EXERCISE GOAL →
Through the last line of the entries, please copy every line exactly, starting with the one that contains "of the wooden".

[Collected data]
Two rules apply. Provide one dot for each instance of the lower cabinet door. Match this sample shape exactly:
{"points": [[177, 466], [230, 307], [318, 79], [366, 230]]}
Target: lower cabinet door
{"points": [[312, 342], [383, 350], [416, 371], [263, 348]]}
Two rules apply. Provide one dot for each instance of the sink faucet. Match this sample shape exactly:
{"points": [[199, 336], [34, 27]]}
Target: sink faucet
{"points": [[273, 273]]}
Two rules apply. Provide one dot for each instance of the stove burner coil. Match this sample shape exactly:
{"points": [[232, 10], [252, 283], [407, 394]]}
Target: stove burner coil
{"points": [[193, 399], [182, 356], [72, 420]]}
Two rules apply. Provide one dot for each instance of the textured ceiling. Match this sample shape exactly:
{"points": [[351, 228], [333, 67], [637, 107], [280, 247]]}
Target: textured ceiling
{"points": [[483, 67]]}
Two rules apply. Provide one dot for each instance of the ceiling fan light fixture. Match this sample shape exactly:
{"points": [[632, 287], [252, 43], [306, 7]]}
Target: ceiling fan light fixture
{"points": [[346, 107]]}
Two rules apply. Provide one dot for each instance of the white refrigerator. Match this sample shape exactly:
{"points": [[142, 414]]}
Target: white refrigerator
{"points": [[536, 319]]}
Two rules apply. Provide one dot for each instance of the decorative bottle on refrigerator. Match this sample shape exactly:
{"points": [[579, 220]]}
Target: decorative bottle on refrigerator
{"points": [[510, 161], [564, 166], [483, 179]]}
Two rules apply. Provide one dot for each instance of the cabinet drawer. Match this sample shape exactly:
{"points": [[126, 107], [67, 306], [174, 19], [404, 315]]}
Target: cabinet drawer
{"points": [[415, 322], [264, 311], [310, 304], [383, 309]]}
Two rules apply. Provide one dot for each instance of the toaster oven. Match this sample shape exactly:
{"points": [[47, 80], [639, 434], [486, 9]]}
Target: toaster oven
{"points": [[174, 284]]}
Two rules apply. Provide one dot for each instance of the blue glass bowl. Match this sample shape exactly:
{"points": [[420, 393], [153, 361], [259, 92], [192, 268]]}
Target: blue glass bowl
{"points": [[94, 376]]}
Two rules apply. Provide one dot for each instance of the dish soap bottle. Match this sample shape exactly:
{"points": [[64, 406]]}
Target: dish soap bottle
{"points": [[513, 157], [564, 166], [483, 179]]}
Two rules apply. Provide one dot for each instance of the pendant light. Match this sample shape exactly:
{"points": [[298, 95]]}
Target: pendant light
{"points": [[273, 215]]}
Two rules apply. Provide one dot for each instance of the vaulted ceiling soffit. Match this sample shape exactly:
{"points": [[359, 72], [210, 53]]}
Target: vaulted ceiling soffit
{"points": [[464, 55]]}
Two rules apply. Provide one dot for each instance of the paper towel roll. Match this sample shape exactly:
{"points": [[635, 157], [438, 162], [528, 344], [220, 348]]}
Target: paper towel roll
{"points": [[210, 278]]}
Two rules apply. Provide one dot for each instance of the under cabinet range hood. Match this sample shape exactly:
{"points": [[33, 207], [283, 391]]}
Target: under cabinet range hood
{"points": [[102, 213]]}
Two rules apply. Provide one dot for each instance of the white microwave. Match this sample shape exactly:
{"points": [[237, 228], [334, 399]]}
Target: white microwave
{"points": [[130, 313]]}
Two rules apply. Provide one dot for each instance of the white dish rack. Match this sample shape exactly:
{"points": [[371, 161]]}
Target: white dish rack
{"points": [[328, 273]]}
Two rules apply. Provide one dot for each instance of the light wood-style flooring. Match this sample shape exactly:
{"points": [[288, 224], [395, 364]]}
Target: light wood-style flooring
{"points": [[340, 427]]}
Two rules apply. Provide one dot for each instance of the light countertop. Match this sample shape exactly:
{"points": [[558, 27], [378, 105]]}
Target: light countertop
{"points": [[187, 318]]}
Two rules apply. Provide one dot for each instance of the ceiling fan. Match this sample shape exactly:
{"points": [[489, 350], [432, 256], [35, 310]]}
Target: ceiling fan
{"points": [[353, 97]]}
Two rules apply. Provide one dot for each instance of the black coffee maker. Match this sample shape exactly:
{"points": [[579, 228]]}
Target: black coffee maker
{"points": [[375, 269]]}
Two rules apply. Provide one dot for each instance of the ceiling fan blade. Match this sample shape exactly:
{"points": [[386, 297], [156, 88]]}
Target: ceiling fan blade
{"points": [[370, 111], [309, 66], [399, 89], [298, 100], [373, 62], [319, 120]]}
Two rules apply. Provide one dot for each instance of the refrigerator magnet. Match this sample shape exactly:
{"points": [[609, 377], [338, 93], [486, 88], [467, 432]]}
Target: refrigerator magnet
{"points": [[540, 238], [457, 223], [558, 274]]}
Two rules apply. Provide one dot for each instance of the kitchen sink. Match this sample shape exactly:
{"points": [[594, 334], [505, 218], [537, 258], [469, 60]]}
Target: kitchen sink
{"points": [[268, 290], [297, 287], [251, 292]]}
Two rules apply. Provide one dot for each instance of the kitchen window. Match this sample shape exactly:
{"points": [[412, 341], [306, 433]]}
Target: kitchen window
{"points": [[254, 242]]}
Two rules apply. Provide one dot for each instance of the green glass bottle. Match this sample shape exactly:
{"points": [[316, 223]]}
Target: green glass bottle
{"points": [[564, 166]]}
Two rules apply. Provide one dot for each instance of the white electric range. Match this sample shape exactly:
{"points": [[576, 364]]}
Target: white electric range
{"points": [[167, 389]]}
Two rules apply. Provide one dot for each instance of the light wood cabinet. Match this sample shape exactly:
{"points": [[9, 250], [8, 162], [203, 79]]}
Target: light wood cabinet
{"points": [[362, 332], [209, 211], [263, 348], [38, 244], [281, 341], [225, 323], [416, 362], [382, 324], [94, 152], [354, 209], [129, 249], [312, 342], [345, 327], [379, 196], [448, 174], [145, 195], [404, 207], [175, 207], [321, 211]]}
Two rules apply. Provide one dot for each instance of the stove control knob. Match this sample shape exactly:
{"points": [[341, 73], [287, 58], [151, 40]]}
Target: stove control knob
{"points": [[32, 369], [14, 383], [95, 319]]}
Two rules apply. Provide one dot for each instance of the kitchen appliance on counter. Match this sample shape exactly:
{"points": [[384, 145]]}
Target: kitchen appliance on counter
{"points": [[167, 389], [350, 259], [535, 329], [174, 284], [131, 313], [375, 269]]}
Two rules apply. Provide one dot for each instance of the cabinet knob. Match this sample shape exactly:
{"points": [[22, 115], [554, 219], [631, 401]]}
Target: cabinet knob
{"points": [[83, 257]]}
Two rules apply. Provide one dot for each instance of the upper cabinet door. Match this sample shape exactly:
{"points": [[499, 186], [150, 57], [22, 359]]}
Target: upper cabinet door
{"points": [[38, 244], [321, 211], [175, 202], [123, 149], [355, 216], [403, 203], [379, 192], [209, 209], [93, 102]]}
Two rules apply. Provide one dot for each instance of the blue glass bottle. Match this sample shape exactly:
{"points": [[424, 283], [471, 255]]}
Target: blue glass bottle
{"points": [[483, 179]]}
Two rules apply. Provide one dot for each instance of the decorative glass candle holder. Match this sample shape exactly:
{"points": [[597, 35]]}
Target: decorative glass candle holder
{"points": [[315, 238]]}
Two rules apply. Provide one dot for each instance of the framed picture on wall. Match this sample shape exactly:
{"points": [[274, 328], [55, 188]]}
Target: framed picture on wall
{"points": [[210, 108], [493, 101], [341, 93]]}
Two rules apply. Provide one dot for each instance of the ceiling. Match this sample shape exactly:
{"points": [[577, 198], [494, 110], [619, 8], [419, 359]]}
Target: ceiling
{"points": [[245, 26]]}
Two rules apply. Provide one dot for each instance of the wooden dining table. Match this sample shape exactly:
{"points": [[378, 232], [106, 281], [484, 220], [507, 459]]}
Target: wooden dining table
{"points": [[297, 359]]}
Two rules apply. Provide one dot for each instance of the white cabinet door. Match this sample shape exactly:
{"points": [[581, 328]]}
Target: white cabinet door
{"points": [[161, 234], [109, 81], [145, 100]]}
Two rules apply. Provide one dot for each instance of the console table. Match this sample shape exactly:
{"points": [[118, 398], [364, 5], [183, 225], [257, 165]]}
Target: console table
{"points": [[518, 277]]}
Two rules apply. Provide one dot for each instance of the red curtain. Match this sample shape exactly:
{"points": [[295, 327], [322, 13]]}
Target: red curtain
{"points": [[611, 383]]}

ANSWER BOX →
Two rules apply. Provide one dot for each instance of the wooden dining table. Match this sample shape exactly:
{"points": [[378, 232], [106, 281], [484, 220], [507, 459]]}
Target: wooden dining table
{"points": [[297, 359]]}
Two rules apply. Provide one dot for each instance of the white cabinet door. Match this sample shape exactly:
{"points": [[581, 328]]}
Target: white cabinet door
{"points": [[161, 234], [109, 81], [145, 100]]}
Two rules apply. Provide one dot for each instance of the console table. Match this sample shape exactly:
{"points": [[118, 398], [364, 5], [183, 225], [257, 165]]}
Target: console table
{"points": [[518, 277]]}
Two rules apply. Provide one dot for each instance of the red curtain. Match this sample shape exactly:
{"points": [[295, 327], [322, 13]]}
Target: red curtain
{"points": [[611, 383]]}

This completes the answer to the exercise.